(Stored records)
|---|
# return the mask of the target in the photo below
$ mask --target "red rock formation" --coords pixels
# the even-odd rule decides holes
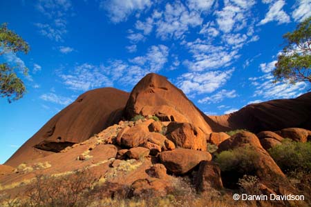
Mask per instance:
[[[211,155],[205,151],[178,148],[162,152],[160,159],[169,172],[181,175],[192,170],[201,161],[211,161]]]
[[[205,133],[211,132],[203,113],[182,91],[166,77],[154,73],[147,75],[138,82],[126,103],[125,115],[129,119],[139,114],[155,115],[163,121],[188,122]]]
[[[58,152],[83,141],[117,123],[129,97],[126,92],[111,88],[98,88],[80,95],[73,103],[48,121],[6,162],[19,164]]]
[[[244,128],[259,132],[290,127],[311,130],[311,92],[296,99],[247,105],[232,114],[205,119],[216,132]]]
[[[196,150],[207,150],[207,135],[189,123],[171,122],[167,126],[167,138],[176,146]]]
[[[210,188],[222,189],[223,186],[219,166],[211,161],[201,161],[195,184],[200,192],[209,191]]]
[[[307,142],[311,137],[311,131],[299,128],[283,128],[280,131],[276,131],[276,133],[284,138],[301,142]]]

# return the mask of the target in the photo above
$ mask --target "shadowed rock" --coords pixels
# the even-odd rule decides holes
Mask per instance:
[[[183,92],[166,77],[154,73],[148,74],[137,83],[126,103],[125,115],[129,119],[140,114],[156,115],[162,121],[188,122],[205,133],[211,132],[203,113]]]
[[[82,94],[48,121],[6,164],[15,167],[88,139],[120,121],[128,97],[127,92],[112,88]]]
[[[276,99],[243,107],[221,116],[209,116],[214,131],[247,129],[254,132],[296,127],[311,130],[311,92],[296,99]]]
|---|
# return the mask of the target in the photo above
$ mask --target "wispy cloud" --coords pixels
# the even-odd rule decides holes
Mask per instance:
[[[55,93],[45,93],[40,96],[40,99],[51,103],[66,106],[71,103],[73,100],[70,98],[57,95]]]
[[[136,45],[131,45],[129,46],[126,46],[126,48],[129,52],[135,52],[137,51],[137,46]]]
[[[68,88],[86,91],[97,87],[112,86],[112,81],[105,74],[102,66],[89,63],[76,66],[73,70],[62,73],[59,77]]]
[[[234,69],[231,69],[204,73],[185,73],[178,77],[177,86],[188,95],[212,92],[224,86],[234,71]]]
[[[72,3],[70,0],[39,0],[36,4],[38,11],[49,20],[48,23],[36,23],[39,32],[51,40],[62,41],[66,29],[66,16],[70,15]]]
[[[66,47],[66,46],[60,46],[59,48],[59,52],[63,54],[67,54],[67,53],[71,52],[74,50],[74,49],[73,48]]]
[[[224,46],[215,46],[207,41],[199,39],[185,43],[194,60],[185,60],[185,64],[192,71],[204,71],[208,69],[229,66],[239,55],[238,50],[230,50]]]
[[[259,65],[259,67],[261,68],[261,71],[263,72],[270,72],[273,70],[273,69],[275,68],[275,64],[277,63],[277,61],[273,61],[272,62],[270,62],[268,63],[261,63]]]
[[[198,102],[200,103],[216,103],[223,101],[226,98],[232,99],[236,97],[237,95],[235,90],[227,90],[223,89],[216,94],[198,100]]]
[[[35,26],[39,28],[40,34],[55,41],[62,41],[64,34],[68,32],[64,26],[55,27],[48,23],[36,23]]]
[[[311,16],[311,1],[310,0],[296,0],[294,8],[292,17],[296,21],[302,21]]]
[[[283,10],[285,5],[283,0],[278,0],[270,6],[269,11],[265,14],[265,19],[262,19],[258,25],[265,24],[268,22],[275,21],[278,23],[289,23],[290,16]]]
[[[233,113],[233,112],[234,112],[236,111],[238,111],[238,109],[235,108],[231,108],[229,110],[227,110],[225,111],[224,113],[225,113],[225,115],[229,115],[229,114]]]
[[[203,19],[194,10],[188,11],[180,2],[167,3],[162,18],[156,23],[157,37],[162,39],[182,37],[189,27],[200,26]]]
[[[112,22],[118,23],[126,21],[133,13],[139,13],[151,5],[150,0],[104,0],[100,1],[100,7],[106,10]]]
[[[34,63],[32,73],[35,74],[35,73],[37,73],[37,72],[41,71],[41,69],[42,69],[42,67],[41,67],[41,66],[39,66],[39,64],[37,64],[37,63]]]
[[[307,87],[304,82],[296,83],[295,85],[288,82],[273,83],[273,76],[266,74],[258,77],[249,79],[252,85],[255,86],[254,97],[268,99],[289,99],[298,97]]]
|---|
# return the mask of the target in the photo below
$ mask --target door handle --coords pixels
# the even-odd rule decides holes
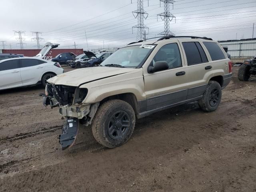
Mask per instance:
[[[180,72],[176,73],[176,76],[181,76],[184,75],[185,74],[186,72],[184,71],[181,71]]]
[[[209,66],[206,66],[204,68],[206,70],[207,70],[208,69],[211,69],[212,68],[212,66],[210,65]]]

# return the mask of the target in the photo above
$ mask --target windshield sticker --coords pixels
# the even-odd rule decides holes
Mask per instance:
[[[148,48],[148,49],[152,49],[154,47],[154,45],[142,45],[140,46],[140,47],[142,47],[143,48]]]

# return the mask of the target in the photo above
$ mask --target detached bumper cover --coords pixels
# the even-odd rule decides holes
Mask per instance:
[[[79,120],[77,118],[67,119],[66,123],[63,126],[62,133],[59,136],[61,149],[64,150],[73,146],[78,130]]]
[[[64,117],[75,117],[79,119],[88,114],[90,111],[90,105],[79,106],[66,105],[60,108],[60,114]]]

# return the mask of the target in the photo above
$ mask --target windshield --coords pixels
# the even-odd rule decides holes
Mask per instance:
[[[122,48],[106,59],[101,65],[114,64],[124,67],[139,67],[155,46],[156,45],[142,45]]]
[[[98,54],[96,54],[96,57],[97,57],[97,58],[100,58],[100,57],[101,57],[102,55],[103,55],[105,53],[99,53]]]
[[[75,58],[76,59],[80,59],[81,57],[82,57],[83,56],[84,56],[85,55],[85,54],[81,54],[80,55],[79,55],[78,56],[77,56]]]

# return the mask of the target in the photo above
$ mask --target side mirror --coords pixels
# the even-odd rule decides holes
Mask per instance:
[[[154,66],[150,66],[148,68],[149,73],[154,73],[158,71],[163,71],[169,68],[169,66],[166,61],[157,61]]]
|---|
(CHALLENGE)
Collect every line of the rows that contains the string "rock", treating uppercase and lowercase as distinct.

(ANSWER TO THE TASK)
$ mask --target "red rock formation" --coords pixels
$ mask --target "shadowed rock" --coords pixels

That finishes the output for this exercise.